→ **CONSIGNE ÉCRITE**
Recopiez fidèlement le passage du texte ci-dessous sur la vague culturelle coréenne, depuis « Comme le Québec, la » jusqu'à « Chine et Japon. » inclus.

→ **EXTRAIT DU TEXTE**
##########

Comme le Québec, la Corée du Sud a connu une sorte de révolution tranquille qui a fait entrer la péninsule dans la modernité, il y a quatre décennies. La « vague » culturelle coréenne vise aussi à affirmer l’identité nationale face à des voisins titanesques appelés Chine et Japon.
Les Québécois ont longtemps été mus par le ressentiment contre les « Anglais ». Les Coréens, eux, expriment une profonde colère contre les Chinois et les Japonais, voisins encombrants qui ont envahi successivement la péninsule. Ce sentiment de révolte est appelé han — et c’est le nom de l’ethnie chinoise majoritaire (phonétiquement parlant, le caractère chinois étant différent).
« Le han, c’est la colère ancestrale d’avoir été vaincus par plusieurs pays depuis des millénaires, dit Euny Hong. C’est aussi la motivation pour le succès de la Corée. Le gouvernement voulait dépasser la culture populaire japonaise. Samsung avait pour but de dépasser Sony. J’ai l’impression que ça a fonctionné. »

##########

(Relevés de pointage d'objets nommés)
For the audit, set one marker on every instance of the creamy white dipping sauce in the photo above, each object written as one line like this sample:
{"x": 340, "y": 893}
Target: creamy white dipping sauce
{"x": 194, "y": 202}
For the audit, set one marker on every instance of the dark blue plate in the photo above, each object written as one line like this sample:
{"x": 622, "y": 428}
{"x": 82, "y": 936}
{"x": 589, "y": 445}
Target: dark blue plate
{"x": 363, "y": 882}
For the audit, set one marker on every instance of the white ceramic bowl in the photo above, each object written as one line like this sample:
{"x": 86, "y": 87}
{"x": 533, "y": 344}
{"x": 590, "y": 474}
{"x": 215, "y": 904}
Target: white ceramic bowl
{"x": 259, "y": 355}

##########

→ **RÉPONSE ATTENDUE**
Comme le Québec, la Corée du Sud a connu une sorte de révolution tranquille qui a fait entrer la péninsule dans la modernité, il y a quatre décennies. La « vague » culturelle coréenne vise aussi à affirmer l’identité nationale face à des voisins titanesques appelés Chine et Japon.